* **Selected excerpt**
==============================

[Feature flag] Rollout of `malicious_packages_dependency_list_filtering`
Everyone can contribute. Help move this issue forward while earning points, leveling up and collecting rewards.
Summary
This issue tracks the rollout of the malware filter argument on the Dependency GraphQL APIs on production, which is currently behind the malicious_packages_dependency_list_filtering feature flag.
- Feature flag name:
malicious_packages_dependency_list_filtering - Feature flag type:
wip - Default enabled:
false - Introduced in: !235800 (merged)
- Feature issue: #587758
- Parent epic: &20573
Owners
- Team:
group::security infrastructure - Most appropriate Slack channel to reach out to:
#g_security-infrastructure - Best individual to reach out to: @bala.kumar
Expectations
What are we expecting to happen?
- When the flag is disabled (default): the
malwareargument onQuery.project.dependenciesandQuery.group.dependenciesraisesGitlab::Graphql::Errors::ArgumentErrorwith the message"The malware filter is not available.". - When the flag is enabled: the argument is accepted by the resolver. Until the finder integration follow-up lands, the argument is a no-op and dependencies are returned unfiltered.
- Once the finder integration is implemented in a follow-up MR, enabling the flag will activate actual filtering of dependencies by malware status (CWE-506 /
GLAM-*identifier prefix), gated by the SSCS add-on license check.
What can go wrong and how would we detect it?
- The GraphQL schema introspection picks up the new experimental argument: detectable via existing GraphQL schema snapshot specs.
- Once filtering is wired in, the PG join on identifiers may hit performance limits (&17619). Monitor:
- SQL slow log entries on
sbom_occurrencesjoins. - Apdex / latency on the dependency list endpoints in Grafana.
- Sidekiq / web error rates on
Resolvers::Sbom::DependenciesResolverandResolvers::Sbom::DependencyAggregationResolver.
- SQL slow log entries on
- Rollback by disabling the flag immediately restores prior behaviour (no schema breakage since the argument is
experiment).
Rollout Steps
Note: Please make sure to run the chatops commands in the Slack channel that gets impacted by the command.

==============================

* **Extracted information**
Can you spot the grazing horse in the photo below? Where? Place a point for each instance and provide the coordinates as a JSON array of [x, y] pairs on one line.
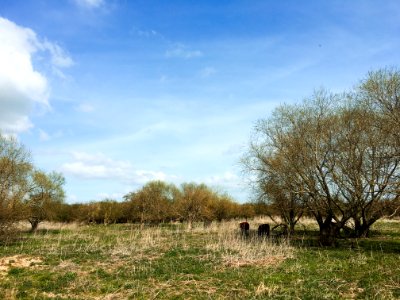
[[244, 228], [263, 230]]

==============================

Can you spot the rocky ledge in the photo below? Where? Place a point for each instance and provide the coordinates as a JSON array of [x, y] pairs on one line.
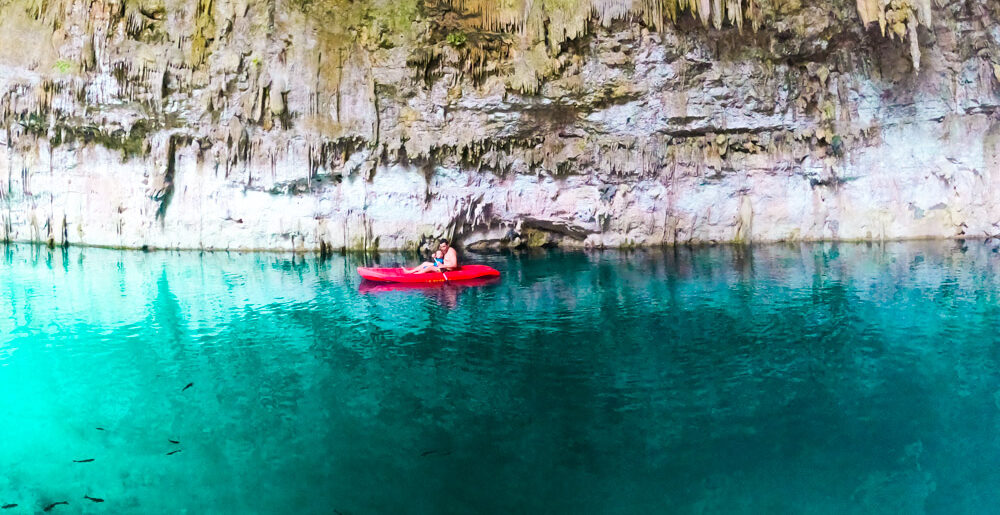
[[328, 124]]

==============================

* **Set tasks**
[1] Answer these questions using the feature flag rollout issue:
(a) Which team is listed as the owner of the flag?
(b) What is given as the feature flag type?
(c) What action does the issue say immediately restores prior behaviour?
[2] Translate this sentence from the feature flag rollout issue into Spanish: "This issue tracks the rollout of the malware filter argument on the Dependency GraphQL APIs on production, which is currently behind the malicious_packages_dependency_list_filtering feature flag."

* **List of solutions**
[1]
(a) group::security infrastructure
(b) wip
(c) Disabling the flag

[2] Esta incidencia hace el seguimiento del despliegue del argumento de filtro de malware en las API de GraphQL de dependencias en producción, que actualmente está protegido por el feature flag malicious_packages_dependency_list_filtering.